----- Input data

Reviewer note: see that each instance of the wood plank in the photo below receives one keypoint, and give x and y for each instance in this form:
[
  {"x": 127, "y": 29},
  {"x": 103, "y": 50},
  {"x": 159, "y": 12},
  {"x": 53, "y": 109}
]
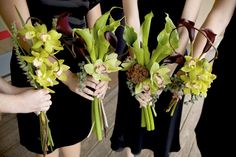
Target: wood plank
[
  {"x": 194, "y": 152},
  {"x": 8, "y": 135}
]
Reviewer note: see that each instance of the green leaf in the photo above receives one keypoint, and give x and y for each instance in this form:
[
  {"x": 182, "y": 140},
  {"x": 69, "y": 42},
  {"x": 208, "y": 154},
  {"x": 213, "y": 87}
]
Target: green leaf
[
  {"x": 146, "y": 28},
  {"x": 130, "y": 36}
]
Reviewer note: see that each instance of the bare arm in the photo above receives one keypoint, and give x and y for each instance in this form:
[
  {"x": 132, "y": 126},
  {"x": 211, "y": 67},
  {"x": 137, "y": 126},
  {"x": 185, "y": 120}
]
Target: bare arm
[
  {"x": 217, "y": 20},
  {"x": 9, "y": 14},
  {"x": 93, "y": 15},
  {"x": 131, "y": 13}
]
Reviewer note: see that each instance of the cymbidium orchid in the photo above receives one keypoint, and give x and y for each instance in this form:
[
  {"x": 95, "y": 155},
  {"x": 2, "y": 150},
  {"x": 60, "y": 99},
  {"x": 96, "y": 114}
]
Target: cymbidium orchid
[
  {"x": 97, "y": 45},
  {"x": 40, "y": 65},
  {"x": 145, "y": 73},
  {"x": 195, "y": 77}
]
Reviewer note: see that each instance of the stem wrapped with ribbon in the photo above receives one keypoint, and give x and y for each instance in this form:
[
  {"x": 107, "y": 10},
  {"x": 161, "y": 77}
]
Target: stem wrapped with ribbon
[{"x": 145, "y": 72}]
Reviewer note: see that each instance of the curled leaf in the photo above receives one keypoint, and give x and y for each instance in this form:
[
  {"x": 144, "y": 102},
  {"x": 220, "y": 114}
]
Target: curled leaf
[
  {"x": 63, "y": 25},
  {"x": 210, "y": 35},
  {"x": 111, "y": 38},
  {"x": 189, "y": 25},
  {"x": 175, "y": 58}
]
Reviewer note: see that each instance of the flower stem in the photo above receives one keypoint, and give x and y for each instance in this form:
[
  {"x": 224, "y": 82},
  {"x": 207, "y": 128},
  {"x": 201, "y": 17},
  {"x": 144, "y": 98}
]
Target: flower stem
[{"x": 97, "y": 118}]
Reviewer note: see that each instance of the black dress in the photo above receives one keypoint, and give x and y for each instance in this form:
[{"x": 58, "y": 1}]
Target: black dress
[
  {"x": 70, "y": 122},
  {"x": 127, "y": 130},
  {"x": 215, "y": 130}
]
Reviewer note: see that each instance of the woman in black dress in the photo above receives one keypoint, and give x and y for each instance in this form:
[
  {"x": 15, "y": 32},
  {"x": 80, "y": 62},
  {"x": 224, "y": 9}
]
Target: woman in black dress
[
  {"x": 215, "y": 129},
  {"x": 127, "y": 130},
  {"x": 70, "y": 123}
]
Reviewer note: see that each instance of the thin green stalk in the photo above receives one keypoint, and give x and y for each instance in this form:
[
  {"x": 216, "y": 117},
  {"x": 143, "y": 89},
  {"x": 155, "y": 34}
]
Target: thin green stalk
[
  {"x": 151, "y": 119},
  {"x": 98, "y": 127},
  {"x": 143, "y": 122}
]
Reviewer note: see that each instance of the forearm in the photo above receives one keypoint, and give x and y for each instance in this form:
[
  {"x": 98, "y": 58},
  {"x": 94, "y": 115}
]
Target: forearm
[
  {"x": 131, "y": 13},
  {"x": 93, "y": 15},
  {"x": 9, "y": 13},
  {"x": 8, "y": 103},
  {"x": 217, "y": 21}
]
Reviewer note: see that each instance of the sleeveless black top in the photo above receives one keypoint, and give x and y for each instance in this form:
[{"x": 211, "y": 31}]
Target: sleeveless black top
[
  {"x": 127, "y": 130},
  {"x": 70, "y": 123}
]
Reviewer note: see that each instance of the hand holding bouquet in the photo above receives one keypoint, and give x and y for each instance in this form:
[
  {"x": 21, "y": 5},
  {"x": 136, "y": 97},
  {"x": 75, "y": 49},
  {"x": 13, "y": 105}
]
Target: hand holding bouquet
[
  {"x": 146, "y": 76},
  {"x": 195, "y": 76},
  {"x": 40, "y": 65},
  {"x": 99, "y": 51}
]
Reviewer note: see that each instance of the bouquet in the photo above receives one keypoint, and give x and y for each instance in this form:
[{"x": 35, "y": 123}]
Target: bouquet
[
  {"x": 98, "y": 49},
  {"x": 195, "y": 76},
  {"x": 145, "y": 72},
  {"x": 42, "y": 68}
]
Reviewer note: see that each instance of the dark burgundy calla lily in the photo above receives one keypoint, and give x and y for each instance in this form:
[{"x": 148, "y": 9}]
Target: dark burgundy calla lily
[
  {"x": 63, "y": 25},
  {"x": 189, "y": 25},
  {"x": 210, "y": 39},
  {"x": 111, "y": 38},
  {"x": 175, "y": 58}
]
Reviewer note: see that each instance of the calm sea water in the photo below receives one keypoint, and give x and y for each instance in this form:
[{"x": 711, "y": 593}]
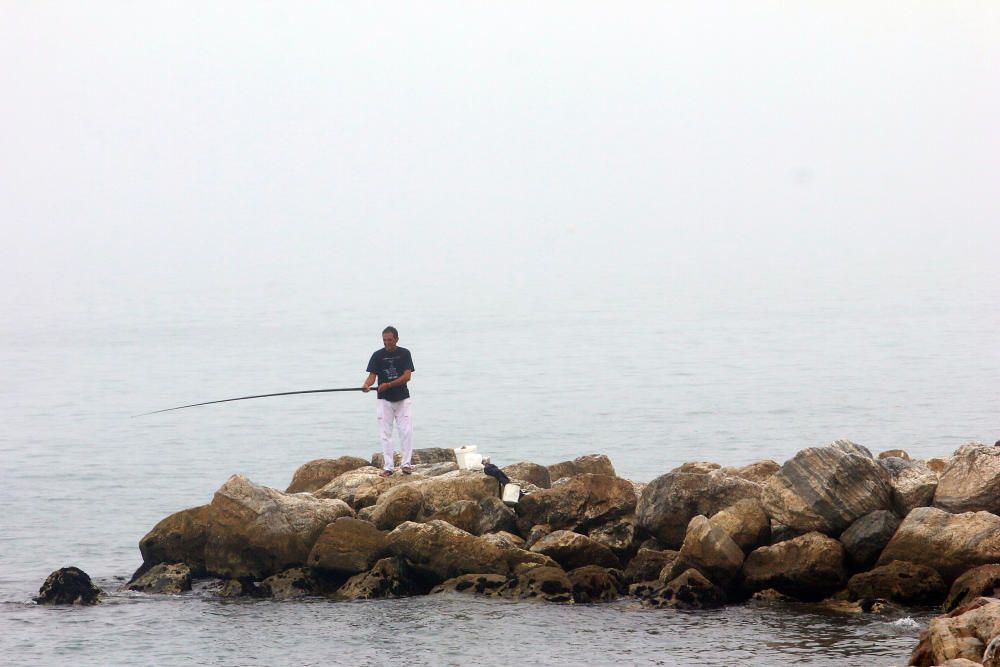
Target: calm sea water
[{"x": 649, "y": 380}]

----------

- _Given problem_
Rescale the data above, starting with the line containing "Reviewer note: see that each instance of the bouquet" and going on through the end of the data. Reproduce only those lines, requests included, with every x and y coordinate in the answers multiplied by 1.9 and rounded to a whole number (halves up), and leave the pictures out.

- _Exercise answer_
Reviewer note: see that each instance of the bouquet in the photo above receives one keypoint, and give x and y for each instance in this form:
[{"x": 35, "y": 123}]
Target: bouquet
[
  {"x": 186, "y": 93},
  {"x": 371, "y": 144},
  {"x": 276, "y": 137},
  {"x": 80, "y": 129}
]
Reviewer note: see that each instance of the dark burgundy calla lily in the photo above receives one keypoint, and give x and y for each instance in this form:
[{"x": 148, "y": 9}]
Target: dark burgundy calla lily
[
  {"x": 120, "y": 48},
  {"x": 359, "y": 48},
  {"x": 399, "y": 74},
  {"x": 211, "y": 72},
  {"x": 333, "y": 110}
]
Reviewer note: see that each instance of the calm sea water in the photo below receives one keypoint, and give x and y for each instance in this form:
[{"x": 711, "y": 593}]
Target: calm sea water
[{"x": 1233, "y": 722}]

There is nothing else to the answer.